Requirement 1: Please copy the passage from the Bill Clinton article word for word, beginning at the words "Mr. Clinton last" and stopping after "for one year.".
Requirement 2: Carry on the Bill Clinton article past its final sentence, writing what comes next.

Former President Bill Clinton, who prodded President Obama last month to keep his promises on Obamacare, said Tuesday that the political damage for Democrats from the flawed law will be “minimal.”
“I believe that if the computer problems are all fixed, and it’s up and running by — and healthy in the next several weeks, I think that the damage will be minimal,” Mr. Clinton told interviewer Jorge Ramos of Fusion. “It’s getting better. I think it’ll be fixed by — in the next few weeks. If it’s worked through, I think within four or five months people will be talking about something entirely differently.”
Mr. Clinton last month urged the president to make good on his promise that Americans could keep their health-care plans if they liked them. Within days, Mr. Obama offered a solution that allows many consumers whose policies were being canceled to keep their current health-care plan for one year.
Mr. Clinton said he doesn’t want credit for the proposal.
“No, no. I waited for him to say that he felt badly about it,” Mr. Clinton said. “But the truth is the law that he signed did grandfather in the policies that were in existence when he signed the law. And the insurance industry gets rid of these individual policies all the time. So I think he’s trying to go beyond what he pledged to do.”

Extracted information:
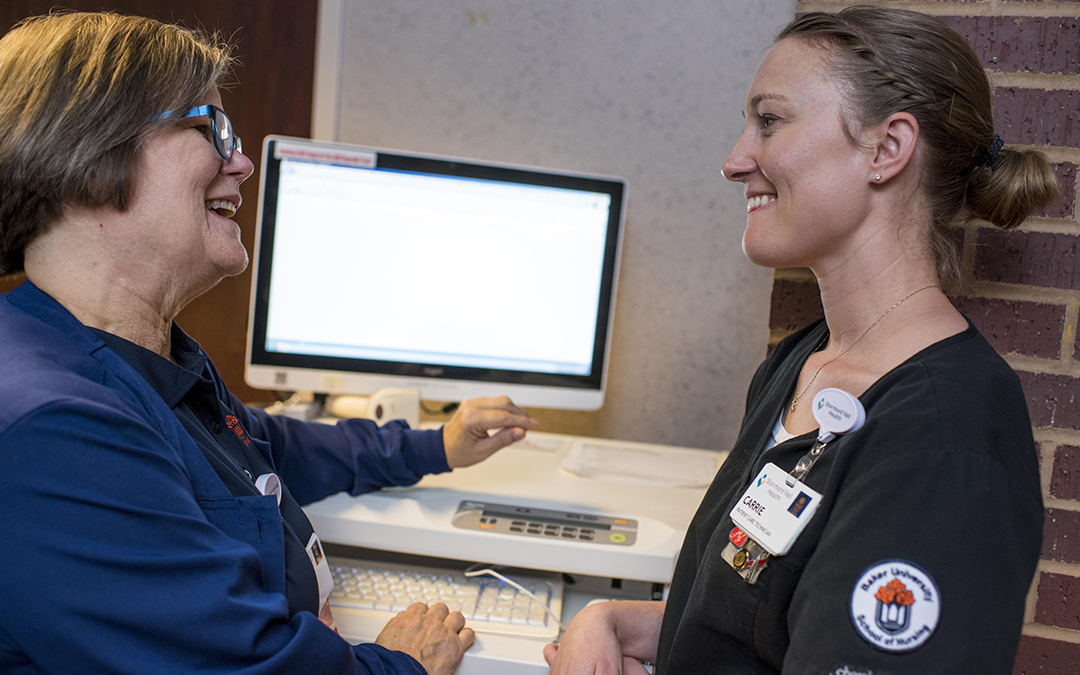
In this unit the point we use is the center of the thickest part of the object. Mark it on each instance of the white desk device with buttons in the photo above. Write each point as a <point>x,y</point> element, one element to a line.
<point>352,242</point>
<point>524,510</point>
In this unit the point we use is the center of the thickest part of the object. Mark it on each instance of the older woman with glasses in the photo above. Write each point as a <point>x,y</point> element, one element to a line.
<point>140,530</point>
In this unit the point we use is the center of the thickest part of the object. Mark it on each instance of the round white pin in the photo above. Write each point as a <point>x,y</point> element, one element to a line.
<point>837,413</point>
<point>895,606</point>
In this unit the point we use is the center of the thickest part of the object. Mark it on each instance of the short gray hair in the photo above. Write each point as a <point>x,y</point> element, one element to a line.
<point>79,95</point>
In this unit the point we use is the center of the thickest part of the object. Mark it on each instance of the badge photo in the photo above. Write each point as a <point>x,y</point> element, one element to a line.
<point>895,606</point>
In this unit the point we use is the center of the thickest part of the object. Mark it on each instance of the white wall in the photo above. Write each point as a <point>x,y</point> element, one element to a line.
<point>645,90</point>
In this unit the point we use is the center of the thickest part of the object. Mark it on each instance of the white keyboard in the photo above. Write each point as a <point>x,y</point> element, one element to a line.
<point>368,594</point>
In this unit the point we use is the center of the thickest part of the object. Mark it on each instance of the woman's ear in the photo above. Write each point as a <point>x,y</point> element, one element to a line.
<point>893,142</point>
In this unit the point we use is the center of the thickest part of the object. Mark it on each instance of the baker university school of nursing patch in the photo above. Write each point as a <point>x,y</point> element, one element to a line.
<point>895,606</point>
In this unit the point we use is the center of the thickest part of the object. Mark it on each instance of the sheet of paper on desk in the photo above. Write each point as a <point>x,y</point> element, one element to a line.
<point>642,464</point>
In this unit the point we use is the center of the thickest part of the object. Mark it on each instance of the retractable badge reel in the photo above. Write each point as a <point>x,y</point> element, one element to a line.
<point>777,507</point>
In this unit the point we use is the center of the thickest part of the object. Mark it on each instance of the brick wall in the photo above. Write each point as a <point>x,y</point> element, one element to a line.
<point>1026,292</point>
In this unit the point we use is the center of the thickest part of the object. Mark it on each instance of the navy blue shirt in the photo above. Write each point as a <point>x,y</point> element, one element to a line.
<point>125,551</point>
<point>189,388</point>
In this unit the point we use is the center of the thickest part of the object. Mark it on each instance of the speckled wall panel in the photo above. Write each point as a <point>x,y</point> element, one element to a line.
<point>649,91</point>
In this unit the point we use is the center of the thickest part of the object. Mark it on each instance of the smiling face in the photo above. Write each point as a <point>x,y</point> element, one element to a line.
<point>807,184</point>
<point>183,201</point>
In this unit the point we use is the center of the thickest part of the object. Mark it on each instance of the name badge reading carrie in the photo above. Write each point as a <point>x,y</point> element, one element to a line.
<point>774,509</point>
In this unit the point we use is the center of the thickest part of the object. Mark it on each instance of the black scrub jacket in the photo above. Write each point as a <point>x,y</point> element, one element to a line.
<point>920,555</point>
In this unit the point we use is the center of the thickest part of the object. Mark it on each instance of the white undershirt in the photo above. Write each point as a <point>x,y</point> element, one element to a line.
<point>779,433</point>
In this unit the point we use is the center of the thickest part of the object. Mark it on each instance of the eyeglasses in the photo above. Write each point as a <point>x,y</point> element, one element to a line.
<point>220,127</point>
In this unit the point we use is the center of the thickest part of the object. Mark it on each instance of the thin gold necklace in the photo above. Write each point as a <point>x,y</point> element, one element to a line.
<point>798,394</point>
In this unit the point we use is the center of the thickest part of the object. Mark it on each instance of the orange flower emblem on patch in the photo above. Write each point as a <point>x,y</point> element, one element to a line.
<point>895,593</point>
<point>233,423</point>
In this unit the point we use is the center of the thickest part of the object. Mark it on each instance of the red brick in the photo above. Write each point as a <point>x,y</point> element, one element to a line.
<point>1023,43</point>
<point>1028,328</point>
<point>1037,117</point>
<point>795,304</point>
<point>1058,602</point>
<point>1061,536</point>
<point>1065,482</point>
<point>1031,258</point>
<point>1052,400</point>
<point>1038,656</point>
<point>1063,206</point>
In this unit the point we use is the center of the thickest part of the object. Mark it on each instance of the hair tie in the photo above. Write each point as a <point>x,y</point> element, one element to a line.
<point>991,152</point>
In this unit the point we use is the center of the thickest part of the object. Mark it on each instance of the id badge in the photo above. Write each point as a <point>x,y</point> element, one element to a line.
<point>774,509</point>
<point>322,568</point>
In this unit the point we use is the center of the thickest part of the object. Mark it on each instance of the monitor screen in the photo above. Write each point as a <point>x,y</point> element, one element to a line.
<point>458,278</point>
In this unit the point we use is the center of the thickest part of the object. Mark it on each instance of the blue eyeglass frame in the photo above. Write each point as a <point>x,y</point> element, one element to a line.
<point>225,139</point>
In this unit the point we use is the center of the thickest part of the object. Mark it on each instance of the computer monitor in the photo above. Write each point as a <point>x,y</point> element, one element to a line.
<point>458,278</point>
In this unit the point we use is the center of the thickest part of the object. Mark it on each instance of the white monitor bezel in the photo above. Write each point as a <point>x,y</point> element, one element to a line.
<point>295,373</point>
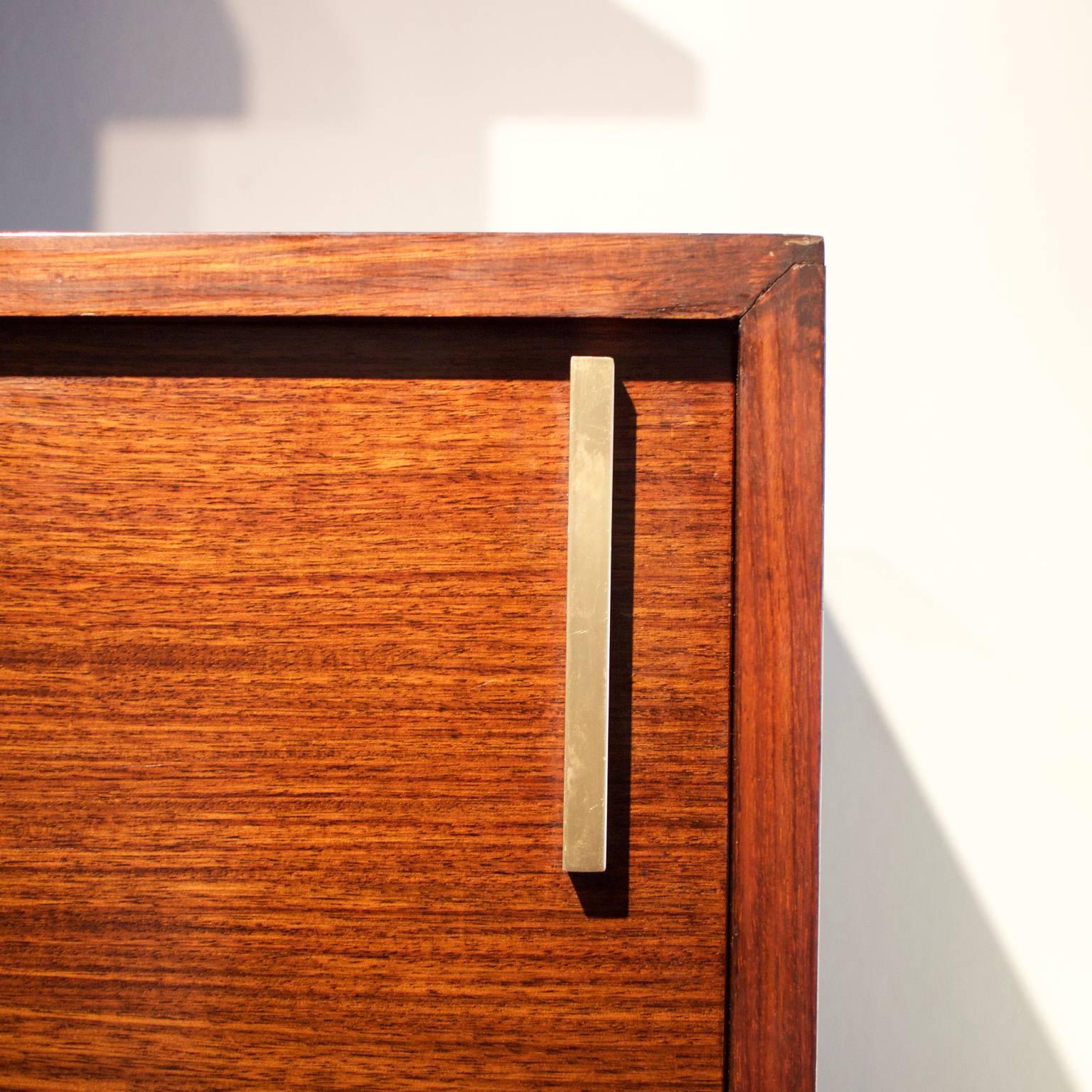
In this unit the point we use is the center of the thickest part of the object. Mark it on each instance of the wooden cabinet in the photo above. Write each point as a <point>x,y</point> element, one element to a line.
<point>283,663</point>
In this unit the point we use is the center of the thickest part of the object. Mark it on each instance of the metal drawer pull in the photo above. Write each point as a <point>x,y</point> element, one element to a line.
<point>588,623</point>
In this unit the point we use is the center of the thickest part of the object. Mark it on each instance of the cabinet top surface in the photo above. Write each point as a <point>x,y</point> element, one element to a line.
<point>451,275</point>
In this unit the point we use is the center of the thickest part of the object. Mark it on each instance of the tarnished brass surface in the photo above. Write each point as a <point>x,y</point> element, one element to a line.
<point>588,633</point>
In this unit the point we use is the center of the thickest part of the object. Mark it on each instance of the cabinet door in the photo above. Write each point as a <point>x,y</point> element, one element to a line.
<point>282,658</point>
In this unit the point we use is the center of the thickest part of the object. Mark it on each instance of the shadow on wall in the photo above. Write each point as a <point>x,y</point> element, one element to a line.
<point>354,116</point>
<point>914,990</point>
<point>68,67</point>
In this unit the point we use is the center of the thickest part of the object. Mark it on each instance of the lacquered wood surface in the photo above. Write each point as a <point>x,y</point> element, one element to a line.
<point>282,652</point>
<point>696,277</point>
<point>778,653</point>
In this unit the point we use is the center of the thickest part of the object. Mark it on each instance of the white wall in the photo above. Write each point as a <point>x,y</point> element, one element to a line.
<point>943,151</point>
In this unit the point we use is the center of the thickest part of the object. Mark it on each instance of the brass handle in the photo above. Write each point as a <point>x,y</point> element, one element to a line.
<point>588,626</point>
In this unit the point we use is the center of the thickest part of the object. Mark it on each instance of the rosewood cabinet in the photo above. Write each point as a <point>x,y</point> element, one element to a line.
<point>283,552</point>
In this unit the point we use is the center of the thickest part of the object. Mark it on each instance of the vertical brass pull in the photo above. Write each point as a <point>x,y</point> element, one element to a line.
<point>588,625</point>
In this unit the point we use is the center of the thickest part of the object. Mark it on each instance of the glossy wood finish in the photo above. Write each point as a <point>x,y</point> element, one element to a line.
<point>282,635</point>
<point>776,727</point>
<point>696,277</point>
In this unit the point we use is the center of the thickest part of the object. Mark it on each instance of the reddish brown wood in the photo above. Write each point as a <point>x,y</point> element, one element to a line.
<point>189,522</point>
<point>282,641</point>
<point>698,277</point>
<point>776,725</point>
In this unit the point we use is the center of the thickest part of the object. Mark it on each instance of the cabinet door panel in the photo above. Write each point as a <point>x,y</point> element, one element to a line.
<point>282,660</point>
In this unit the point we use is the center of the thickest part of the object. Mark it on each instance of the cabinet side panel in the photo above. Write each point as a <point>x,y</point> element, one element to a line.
<point>778,643</point>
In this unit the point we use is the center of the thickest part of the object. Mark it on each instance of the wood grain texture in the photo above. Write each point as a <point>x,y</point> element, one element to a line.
<point>697,277</point>
<point>282,653</point>
<point>776,723</point>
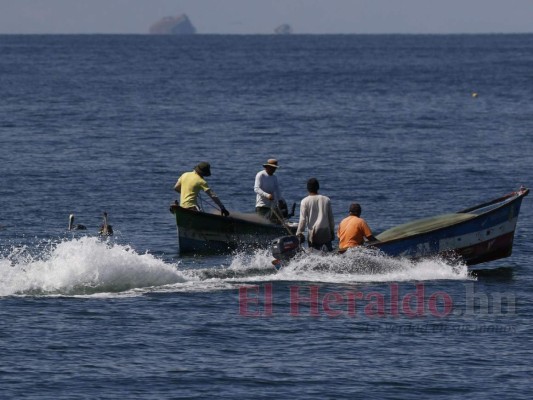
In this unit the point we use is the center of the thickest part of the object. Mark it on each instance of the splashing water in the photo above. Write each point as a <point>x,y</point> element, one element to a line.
<point>82,266</point>
<point>356,265</point>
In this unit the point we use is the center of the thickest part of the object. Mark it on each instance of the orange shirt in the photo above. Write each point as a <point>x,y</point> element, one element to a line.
<point>352,231</point>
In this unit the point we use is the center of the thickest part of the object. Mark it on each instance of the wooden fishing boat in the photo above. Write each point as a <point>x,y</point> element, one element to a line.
<point>475,235</point>
<point>202,232</point>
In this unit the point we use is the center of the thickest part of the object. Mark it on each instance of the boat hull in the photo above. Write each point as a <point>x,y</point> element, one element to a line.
<point>486,236</point>
<point>206,233</point>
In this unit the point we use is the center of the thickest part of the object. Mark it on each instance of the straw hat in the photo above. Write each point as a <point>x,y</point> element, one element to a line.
<point>272,162</point>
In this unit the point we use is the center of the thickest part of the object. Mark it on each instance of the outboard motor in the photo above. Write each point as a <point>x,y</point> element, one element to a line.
<point>285,248</point>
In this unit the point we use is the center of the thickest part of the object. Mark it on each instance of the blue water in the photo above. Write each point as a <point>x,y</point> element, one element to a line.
<point>108,123</point>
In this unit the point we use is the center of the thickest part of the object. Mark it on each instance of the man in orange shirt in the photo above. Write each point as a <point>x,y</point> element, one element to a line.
<point>353,230</point>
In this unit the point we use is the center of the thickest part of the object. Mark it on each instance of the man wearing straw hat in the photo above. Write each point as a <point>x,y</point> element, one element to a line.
<point>267,189</point>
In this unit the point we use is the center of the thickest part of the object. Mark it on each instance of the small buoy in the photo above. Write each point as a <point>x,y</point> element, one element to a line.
<point>105,229</point>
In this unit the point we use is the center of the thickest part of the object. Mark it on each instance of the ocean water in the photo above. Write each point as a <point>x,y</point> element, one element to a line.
<point>97,123</point>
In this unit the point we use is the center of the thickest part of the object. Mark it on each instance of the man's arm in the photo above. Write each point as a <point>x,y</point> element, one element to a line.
<point>331,220</point>
<point>257,187</point>
<point>302,221</point>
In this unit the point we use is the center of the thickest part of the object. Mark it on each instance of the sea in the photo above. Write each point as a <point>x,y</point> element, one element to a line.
<point>409,126</point>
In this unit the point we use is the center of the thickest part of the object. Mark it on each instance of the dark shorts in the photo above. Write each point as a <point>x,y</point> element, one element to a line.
<point>328,245</point>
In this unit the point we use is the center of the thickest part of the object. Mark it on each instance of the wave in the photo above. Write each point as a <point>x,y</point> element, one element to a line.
<point>89,266</point>
<point>81,266</point>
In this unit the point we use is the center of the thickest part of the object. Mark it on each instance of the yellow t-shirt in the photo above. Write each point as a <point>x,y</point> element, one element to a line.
<point>191,184</point>
<point>352,231</point>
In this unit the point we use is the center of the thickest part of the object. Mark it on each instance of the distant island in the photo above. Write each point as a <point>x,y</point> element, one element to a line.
<point>284,29</point>
<point>180,25</point>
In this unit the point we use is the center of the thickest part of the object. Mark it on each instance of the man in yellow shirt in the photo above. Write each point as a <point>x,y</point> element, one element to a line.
<point>353,229</point>
<point>189,185</point>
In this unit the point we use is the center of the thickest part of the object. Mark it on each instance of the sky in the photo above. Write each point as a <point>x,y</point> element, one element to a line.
<point>263,16</point>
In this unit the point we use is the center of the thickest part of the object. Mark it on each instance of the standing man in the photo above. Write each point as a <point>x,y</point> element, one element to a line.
<point>189,185</point>
<point>353,229</point>
<point>267,189</point>
<point>317,216</point>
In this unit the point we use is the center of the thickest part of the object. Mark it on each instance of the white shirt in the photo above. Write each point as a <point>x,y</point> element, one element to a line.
<point>264,185</point>
<point>317,216</point>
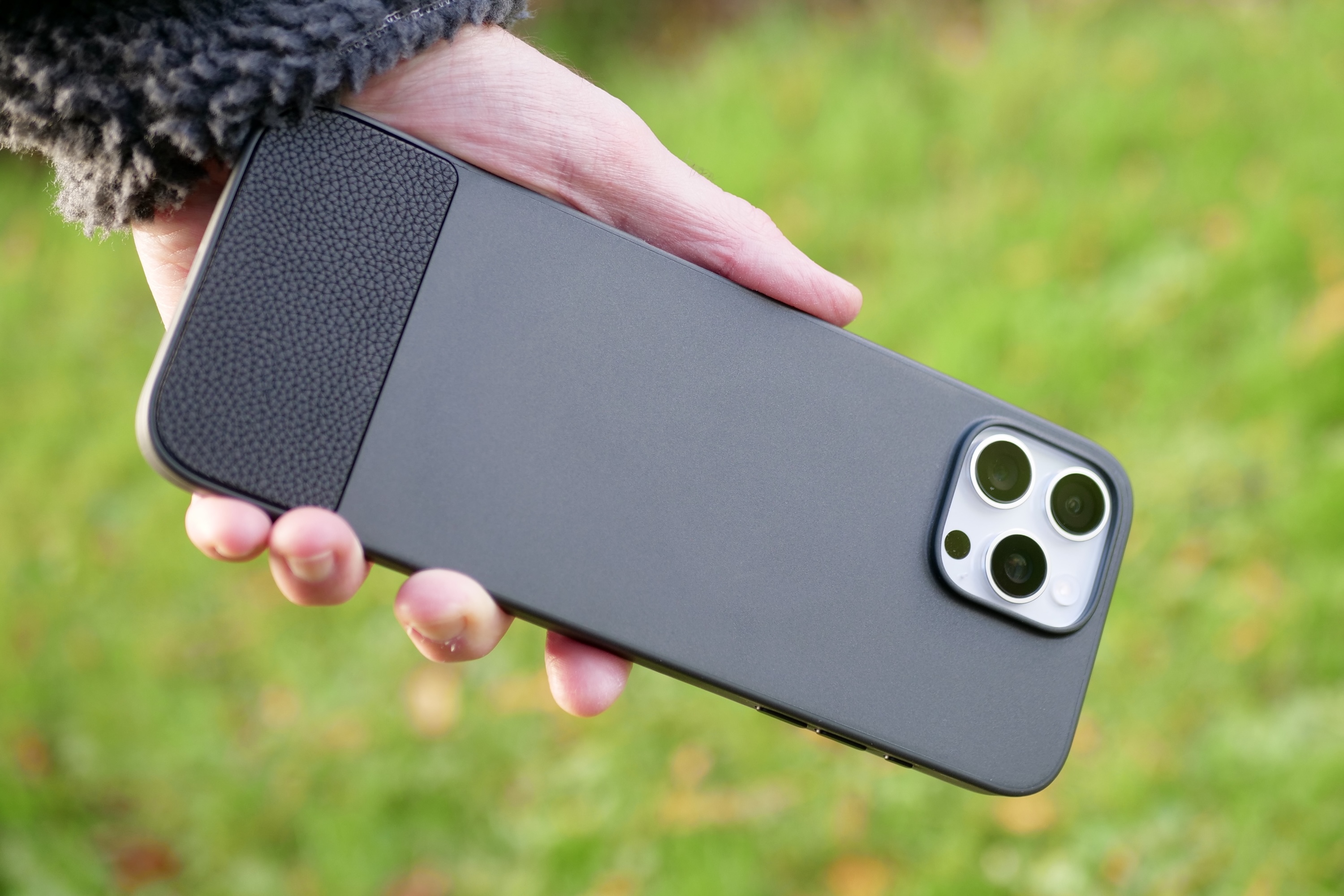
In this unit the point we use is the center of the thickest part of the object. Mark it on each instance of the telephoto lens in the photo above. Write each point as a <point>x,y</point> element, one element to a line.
<point>1077,504</point>
<point>1018,567</point>
<point>1003,470</point>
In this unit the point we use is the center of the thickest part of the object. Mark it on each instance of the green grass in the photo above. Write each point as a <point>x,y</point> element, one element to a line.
<point>1128,218</point>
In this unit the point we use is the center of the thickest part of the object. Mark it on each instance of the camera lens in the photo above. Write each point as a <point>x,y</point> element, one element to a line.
<point>1018,566</point>
<point>1077,504</point>
<point>1003,470</point>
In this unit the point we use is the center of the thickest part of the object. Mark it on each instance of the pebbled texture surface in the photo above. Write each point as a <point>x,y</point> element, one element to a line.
<point>291,334</point>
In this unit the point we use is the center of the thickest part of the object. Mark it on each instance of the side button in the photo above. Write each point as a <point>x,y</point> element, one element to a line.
<point>842,741</point>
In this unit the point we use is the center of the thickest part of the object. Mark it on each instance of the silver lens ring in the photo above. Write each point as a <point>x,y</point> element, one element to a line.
<point>990,570</point>
<point>1105,504</point>
<point>1031,470</point>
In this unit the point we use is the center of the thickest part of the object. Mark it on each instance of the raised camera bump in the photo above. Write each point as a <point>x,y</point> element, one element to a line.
<point>1077,504</point>
<point>1002,470</point>
<point>1017,566</point>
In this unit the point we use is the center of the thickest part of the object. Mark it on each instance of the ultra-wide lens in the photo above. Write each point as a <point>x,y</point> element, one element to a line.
<point>1003,472</point>
<point>1018,566</point>
<point>1077,504</point>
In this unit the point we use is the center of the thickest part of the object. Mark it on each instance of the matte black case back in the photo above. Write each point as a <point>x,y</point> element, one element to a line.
<point>623,447</point>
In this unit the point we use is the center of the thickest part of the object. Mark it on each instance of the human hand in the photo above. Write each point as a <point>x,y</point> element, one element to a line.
<point>496,103</point>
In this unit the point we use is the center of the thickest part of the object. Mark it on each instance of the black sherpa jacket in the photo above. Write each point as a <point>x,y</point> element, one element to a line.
<point>129,97</point>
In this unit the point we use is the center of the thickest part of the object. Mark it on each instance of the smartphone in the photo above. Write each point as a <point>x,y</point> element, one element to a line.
<point>639,453</point>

Task response 1:
Mr. Clinton last month urged the president to make good on his promise that Americans could keep their health-care plans if they liked them. Within days, Mr. Obama offered a solution that allows many consumers whose policies were being canceled to keep their current health-care plan for one year.

Task response 2:
In the wide-ranging interview, Mr. Ramos asked the former president whether Hillary Rodham Clinton would have done a better job on comprehensive immigration reform than Mr. Obama. During their 2008 presidential primary, Mr. Obama pledged to get such legislation approved within his first year in office, while Mrs. Clinton promised to get it done within her first 100 days as president.
“It’s not fruitful to go back over that ground,” Mr. Clinton said. “I think that we’re trying to pass immigration reform. The country needs it. [Mr. Obama] hasn’t dishonored his promise on immigration reform. He’s not a dictator. He said he’d try to pass it, and the Congress hadn’t passed it.”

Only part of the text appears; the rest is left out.